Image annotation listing
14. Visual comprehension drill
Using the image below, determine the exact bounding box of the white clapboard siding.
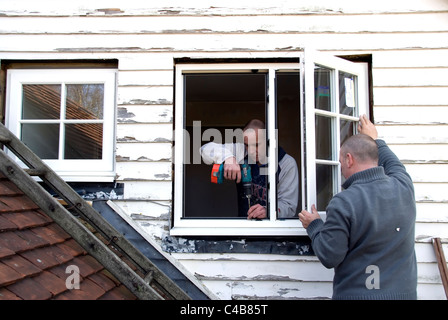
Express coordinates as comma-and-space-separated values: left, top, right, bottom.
2, 31, 448, 52
0, 12, 448, 34
375, 105, 448, 125
117, 104, 173, 123
2, 0, 448, 16
116, 143, 173, 162
0, 0, 448, 299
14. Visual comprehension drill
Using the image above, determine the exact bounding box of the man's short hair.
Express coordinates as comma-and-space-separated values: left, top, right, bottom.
341, 134, 378, 163
243, 119, 266, 131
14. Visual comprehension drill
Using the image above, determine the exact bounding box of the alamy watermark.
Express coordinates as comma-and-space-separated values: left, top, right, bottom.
65, 264, 81, 290
174, 121, 278, 174
366, 264, 380, 290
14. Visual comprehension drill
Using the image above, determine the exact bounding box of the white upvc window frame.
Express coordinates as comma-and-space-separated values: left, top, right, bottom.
5, 69, 117, 182
170, 63, 303, 236
304, 49, 369, 220
170, 50, 368, 236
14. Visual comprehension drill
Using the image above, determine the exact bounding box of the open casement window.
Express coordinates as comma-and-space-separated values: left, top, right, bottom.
6, 69, 116, 182
304, 50, 368, 219
170, 52, 367, 236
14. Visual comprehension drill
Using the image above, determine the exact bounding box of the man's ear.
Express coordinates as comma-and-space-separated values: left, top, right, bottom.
345, 152, 355, 168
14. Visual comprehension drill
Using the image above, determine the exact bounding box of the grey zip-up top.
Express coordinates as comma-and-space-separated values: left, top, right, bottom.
307, 140, 417, 299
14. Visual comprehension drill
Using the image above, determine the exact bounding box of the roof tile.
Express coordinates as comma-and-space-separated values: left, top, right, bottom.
71, 255, 104, 278
0, 288, 22, 300
33, 223, 70, 244
0, 231, 33, 252
100, 285, 136, 300
0, 214, 17, 232
55, 279, 106, 300
0, 246, 16, 259
33, 271, 68, 295
0, 211, 48, 229
0, 262, 23, 286
21, 246, 70, 270
2, 255, 42, 277
8, 278, 52, 300
57, 239, 87, 257
0, 195, 39, 212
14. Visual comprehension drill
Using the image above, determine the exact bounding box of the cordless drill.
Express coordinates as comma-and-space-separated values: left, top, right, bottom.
211, 162, 252, 208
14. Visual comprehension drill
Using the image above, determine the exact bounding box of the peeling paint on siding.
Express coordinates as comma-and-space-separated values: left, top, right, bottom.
162, 236, 314, 256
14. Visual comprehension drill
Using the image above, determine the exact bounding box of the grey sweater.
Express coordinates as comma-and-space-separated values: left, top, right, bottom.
307, 140, 417, 300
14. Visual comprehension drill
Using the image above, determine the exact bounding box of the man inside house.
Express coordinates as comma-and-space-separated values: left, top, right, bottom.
299, 115, 417, 300
201, 119, 299, 219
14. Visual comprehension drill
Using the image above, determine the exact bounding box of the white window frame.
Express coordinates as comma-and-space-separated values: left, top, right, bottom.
5, 69, 117, 182
304, 49, 369, 220
170, 50, 368, 236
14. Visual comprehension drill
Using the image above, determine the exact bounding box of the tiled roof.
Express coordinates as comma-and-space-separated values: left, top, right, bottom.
0, 174, 136, 300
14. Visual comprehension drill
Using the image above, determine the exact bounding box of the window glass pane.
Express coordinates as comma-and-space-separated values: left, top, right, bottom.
64, 123, 103, 159
314, 65, 331, 111
22, 84, 61, 119
340, 120, 355, 146
339, 71, 356, 116
65, 84, 104, 119
316, 115, 333, 160
21, 123, 59, 159
316, 164, 338, 211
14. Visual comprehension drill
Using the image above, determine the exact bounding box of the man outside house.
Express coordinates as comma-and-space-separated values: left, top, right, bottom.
299, 115, 417, 300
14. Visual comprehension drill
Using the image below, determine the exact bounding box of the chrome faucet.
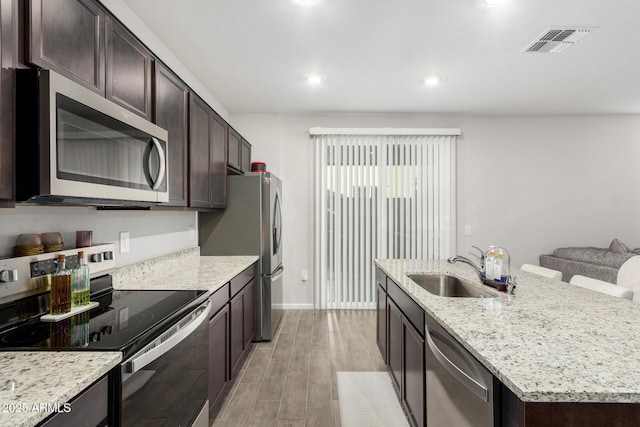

[GOAL] Please reproduce the listing word for word, starting at its first line and stopping after the line that contains "0, 0, 448, 299". Omit the pictures.

[OUTPUT FOR THIS EXERCISE]
14. Visual comprehension drill
Using the image below, determine the exact bounding box of the white clapboard siding.
Express coordinates as comma-and-space-separated values: left, top, right, bottom.
2, 31, 448, 52
0, 12, 448, 34
375, 105, 448, 125
117, 104, 173, 123
2, 0, 448, 16
116, 143, 173, 162
0, 0, 448, 299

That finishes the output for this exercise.